- [Extrait fourni]

Écrivaine et metteuse en scène israélienne, elle est mariée depuis 32 ans à un Palestinien et lutte depuis des décennies contre l’Occupation des Territoires. “Être militant pour la paix n’a jamais été aussi difficile, et pourtant je reste confiante”, dit-elle dans cette interview.


Militante, dramaturge avec des œuvres en hébreu et en arabe, metteuse en scène de théâtre, autrice de deux romans, l’écrivaine israélienne Orna Akad, 63 ans, incarne dans sa propre vie le rêve de coexistence entre arabes et juifs en Israël.

Fille d’un magistrat et d’une agronome juive d’origine bulgare ayant fait leur aliyah en 1953, Orna est née en 1962 à Rehovot, à moins d’une heure de Tel Aviv. Après quelques années à Londres pour étudier le théâtre, elle est retournée en Israël et, en 1986, a rejoint le mouvement de jeunesse Sadaka-Reut, fondé en 1983 qui promeut une société inclusive basée sur l’égalité entre juifs et arabes, la solidarité et la justice. C’est là qu’elle a rencontré le biologiste palestinien Fouad Akad, originaire du village de Jatt, dans le district de Haïfa, l’un de ceux appelés en Israël “Arabes de 1948”.

Données tirées d'un jeu de données:
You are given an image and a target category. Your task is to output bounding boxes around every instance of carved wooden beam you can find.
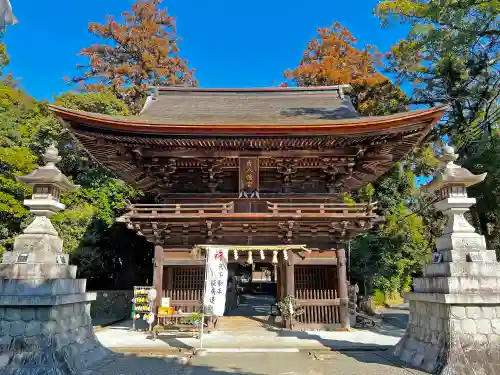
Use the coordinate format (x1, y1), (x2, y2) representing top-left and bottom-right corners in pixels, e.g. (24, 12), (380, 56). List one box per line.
(276, 158), (299, 193)
(201, 158), (228, 193)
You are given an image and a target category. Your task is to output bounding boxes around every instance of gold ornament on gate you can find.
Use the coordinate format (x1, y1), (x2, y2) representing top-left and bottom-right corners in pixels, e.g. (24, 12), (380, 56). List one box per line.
(247, 251), (253, 264)
(271, 250), (278, 264)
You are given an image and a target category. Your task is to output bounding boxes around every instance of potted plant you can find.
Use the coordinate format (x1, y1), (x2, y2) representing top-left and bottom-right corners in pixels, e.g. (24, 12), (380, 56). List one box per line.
(277, 296), (304, 328)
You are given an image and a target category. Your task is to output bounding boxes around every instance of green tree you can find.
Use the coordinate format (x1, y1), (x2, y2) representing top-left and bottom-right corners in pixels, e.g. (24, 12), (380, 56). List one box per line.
(376, 0), (500, 153)
(0, 80), (37, 255)
(351, 161), (433, 296)
(461, 135), (500, 257)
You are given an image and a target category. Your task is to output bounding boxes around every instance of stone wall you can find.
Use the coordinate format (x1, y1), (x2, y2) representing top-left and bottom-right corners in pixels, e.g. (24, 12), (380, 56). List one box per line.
(90, 290), (134, 326)
(0, 302), (107, 375)
(395, 301), (500, 374)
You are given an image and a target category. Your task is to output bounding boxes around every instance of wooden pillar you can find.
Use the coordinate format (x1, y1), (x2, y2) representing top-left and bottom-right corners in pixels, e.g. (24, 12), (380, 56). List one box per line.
(336, 248), (350, 329)
(153, 245), (163, 314)
(283, 251), (295, 328)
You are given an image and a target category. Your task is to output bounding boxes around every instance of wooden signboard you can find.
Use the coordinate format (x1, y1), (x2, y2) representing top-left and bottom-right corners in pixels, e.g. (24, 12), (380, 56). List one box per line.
(239, 158), (259, 192)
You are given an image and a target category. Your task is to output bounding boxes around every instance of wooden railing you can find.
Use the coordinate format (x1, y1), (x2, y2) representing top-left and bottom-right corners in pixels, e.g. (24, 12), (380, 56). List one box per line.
(163, 289), (203, 313)
(267, 202), (377, 215)
(295, 289), (340, 328)
(128, 202), (234, 215)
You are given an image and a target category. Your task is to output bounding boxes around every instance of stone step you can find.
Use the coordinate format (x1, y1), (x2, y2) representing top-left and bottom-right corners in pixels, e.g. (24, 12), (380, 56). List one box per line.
(414, 276), (500, 294)
(216, 316), (269, 331)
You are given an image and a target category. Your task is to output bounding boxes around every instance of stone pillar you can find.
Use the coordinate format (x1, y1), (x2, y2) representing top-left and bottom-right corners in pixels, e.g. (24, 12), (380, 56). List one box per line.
(153, 246), (163, 310)
(335, 245), (350, 330)
(0, 146), (111, 375)
(283, 250), (295, 328)
(394, 146), (500, 375)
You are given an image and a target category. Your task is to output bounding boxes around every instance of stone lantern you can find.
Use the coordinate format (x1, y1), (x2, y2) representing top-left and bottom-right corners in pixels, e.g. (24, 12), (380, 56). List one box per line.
(394, 146), (500, 375)
(0, 146), (110, 375)
(3, 145), (78, 264)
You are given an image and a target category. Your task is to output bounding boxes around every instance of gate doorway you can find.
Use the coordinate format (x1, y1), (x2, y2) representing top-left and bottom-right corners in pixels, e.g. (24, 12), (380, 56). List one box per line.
(224, 261), (278, 317)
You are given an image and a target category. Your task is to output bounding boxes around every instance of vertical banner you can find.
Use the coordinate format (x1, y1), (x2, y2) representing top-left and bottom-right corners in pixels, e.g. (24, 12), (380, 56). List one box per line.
(203, 248), (228, 316)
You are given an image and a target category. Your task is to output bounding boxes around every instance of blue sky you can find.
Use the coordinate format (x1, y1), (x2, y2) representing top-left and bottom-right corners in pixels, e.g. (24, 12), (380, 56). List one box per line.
(5, 0), (407, 99)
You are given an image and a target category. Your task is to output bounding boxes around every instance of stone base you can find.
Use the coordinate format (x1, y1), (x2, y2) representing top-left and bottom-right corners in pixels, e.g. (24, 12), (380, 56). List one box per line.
(394, 300), (500, 375)
(0, 302), (112, 375)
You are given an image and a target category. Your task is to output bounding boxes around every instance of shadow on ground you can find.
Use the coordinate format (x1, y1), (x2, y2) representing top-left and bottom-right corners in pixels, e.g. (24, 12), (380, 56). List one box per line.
(82, 352), (424, 375)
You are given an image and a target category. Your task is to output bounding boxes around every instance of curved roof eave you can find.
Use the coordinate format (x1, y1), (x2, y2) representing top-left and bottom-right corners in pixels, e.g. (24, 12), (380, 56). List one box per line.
(49, 105), (447, 136)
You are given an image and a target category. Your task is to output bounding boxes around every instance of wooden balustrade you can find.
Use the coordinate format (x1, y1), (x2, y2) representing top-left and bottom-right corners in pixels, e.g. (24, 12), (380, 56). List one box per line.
(129, 202), (234, 215)
(294, 289), (340, 329)
(163, 289), (203, 313)
(267, 202), (377, 215)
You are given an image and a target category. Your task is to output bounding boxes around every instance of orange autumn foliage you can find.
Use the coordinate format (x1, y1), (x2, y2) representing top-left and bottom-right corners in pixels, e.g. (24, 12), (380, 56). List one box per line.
(284, 22), (408, 116)
(73, 0), (196, 112)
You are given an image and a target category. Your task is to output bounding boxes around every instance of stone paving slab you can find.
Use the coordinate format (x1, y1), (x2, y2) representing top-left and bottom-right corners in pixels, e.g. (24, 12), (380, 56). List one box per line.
(96, 323), (404, 352)
(82, 352), (426, 375)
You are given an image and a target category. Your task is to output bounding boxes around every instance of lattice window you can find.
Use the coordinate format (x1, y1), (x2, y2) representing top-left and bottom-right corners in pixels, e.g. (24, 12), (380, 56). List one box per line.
(295, 266), (337, 290)
(172, 266), (205, 290)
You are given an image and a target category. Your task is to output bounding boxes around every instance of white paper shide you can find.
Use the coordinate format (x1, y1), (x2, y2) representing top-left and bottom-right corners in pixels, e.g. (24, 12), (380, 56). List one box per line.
(203, 248), (228, 316)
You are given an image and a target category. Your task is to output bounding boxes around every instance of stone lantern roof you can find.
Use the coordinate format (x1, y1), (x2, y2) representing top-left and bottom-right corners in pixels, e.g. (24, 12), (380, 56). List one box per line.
(16, 145), (78, 191)
(423, 146), (486, 193)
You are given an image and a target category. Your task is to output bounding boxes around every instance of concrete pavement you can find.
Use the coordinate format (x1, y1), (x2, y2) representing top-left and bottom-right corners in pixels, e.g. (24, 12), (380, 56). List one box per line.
(96, 322), (404, 353)
(82, 352), (425, 375)
(377, 303), (410, 329)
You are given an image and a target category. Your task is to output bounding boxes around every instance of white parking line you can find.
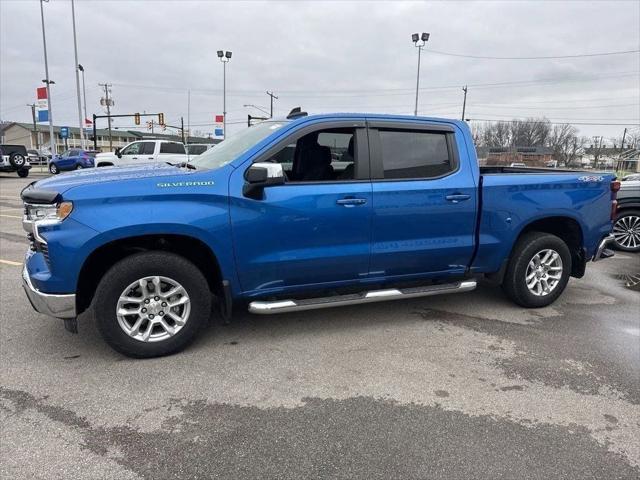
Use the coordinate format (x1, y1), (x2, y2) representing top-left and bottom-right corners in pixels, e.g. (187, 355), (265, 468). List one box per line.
(0, 258), (22, 267)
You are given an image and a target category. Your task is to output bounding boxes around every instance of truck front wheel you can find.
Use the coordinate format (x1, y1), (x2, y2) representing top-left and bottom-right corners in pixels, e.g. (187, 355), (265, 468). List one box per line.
(94, 252), (211, 358)
(502, 232), (571, 308)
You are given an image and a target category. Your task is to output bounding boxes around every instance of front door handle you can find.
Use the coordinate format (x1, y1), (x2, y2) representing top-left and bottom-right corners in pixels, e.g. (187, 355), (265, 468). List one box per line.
(336, 198), (367, 207)
(444, 193), (471, 203)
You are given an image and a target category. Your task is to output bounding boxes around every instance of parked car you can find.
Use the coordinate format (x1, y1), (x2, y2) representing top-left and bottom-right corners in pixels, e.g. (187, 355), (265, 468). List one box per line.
(0, 144), (31, 178)
(95, 140), (188, 167)
(22, 113), (619, 357)
(27, 150), (46, 166)
(49, 148), (97, 175)
(613, 180), (640, 252)
(187, 143), (215, 155)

- [Questions]
(a) Réécrivez le passage de l'extrait fourni qui commence par « Écrivaine et metteuse » et se poursuit jusqu'à « juifs en Israël. », en substituant « réalisatrice » à « metteuse en scène ».
(b) Relevez toutes les années écrites en quatre chiffres dans l'extrait fourni.
(c) D'après l'extrait fourni, les affirmations suivantes sont-elles exactes ? Répondez par oui ou par non en citant les mots du texte qui tranchent.
(i) Orna Akad est née à Tel Aviv.
(ii) Fouad Akad est biologiste.
(iii) Le mouvement Sadaka-Reut a été fondé en 1986.

- [Corrigé]
(a)
Écrivaine et réalisatrice israélienne, elle est mariée depuis 32 ans à un Palestinien et lutte depuis des décennies contre l’Occupation des Territoires. “Être militant pour la paix n’a jamais été aussi difficile, et pourtant je reste confiante”, dit-elle dans cette interview.


Militante, dramaturge avec des œuvres en hébreu et en arabe, réalisatrice de théâtre, autrice de deux romans, l’écrivaine israélienne Orna Akad, 63 ans, incarne dans sa propre vie le rêve de coexistence entre arabes et juifs en Israël.

(b) 1953, 1962, 1986, 1983, 1948

(c)
(i) Non : « Orna est née en 1962 à Rehovot, à moins d’une heure de Tel Aviv ».
(ii) Oui : « le biologiste palestinien Fouad Akad ».
(iii) Non : « fondé en 1983 ».